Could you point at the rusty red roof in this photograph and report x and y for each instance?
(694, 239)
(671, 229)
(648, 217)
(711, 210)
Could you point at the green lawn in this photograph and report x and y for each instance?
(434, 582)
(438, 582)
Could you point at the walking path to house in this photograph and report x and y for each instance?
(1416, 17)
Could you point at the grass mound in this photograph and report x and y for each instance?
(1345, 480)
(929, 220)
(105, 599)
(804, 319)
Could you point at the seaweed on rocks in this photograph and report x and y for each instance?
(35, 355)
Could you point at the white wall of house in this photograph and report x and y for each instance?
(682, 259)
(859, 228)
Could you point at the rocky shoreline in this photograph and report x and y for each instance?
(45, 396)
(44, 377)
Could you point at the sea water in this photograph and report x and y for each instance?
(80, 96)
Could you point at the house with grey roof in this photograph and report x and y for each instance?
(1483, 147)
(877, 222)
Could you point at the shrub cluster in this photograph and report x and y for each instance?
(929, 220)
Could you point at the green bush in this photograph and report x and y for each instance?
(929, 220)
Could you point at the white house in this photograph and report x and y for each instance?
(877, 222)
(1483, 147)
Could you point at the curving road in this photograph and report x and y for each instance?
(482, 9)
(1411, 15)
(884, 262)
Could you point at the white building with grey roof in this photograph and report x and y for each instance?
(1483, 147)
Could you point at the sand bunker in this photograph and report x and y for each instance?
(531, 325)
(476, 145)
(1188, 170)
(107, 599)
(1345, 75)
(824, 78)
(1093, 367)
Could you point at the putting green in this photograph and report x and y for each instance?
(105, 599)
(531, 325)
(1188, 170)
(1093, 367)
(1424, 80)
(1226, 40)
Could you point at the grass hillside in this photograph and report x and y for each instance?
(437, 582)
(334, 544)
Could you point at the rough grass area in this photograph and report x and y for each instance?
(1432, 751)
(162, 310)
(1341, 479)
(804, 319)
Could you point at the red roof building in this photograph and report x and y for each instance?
:::
PROBLEM TO SOLVE
Format every line of the rows above as a JSON list of strings, one string per line, leaving out blank lines.

COMPLETE RESPONSE
[
  "Could you point at the rusty red roof in this photograph and report x and y for each instance?",
  "(694, 239)",
  "(671, 229)",
  "(648, 217)",
  "(711, 210)",
  "Could you point at the green lawn in this photograph and report x and y for each instance?",
  "(434, 582)",
  "(438, 582)",
  "Could you point at the walking path to house in this photograph and report x and y for each instance?",
  "(1416, 17)",
  "Could you point at the grass mound in this photograph and report x and y for each instance?",
  "(1345, 480)",
  "(929, 220)",
  "(105, 599)",
  "(804, 319)",
  "Could you point at the seaweed on rocks in this photograph and report x and y for each instance?",
  "(35, 355)",
  "Could you point at the white wall of house in this photograph and report x and y for each instance?",
  "(682, 259)",
  "(859, 228)",
  "Could you point at the rocky shoreline in this photograph and report x and y for each instance?",
  "(45, 396)",
  "(44, 377)",
  "Could you point at the sea water in this photograph and report x and y for each instance?",
  "(80, 96)",
  "Could you point at the house with grey roof in this photograph and report x and y for each instance?",
  "(1483, 147)",
  "(877, 222)",
  "Could you point at the shrub cluster in this photograph and report x and y for each instance?",
  "(929, 220)",
  "Could you point at the green bush in this photograph and report x and y for each instance?",
  "(929, 220)",
  "Could you point at the white house in this photograph and report x and y for each instance?",
  "(877, 222)",
  "(1483, 147)",
  "Could you point at the curving road in this photograph and report x and y for each instance?",
  "(482, 9)",
  "(1411, 15)",
  "(884, 262)",
  "Could you point at the white building with grey roof in this photograph and report x and y for each instance?",
  "(1483, 147)",
  "Could you point at the sand bunker in this photograph and report x and y for each instance?",
  "(531, 325)",
  "(476, 145)",
  "(1188, 170)",
  "(107, 599)",
  "(1345, 75)",
  "(824, 78)",
  "(1093, 367)",
  "Could you point at the putting green in this photograph and report x and y for each instance?",
  "(105, 599)",
  "(531, 325)",
  "(1188, 170)",
  "(1093, 367)",
  "(1424, 80)",
  "(1226, 40)",
  "Could you point at the grass hillside in this photograph and report x and y for each instance?",
  "(437, 582)",
  "(334, 544)",
  "Could you point at the rough grass area in this photograph and report x and y for each instance?",
  "(1432, 751)",
  "(162, 310)",
  "(1341, 479)",
  "(804, 319)",
  "Could you point at the red roof building in this photograph and report x and y for each instance?"
]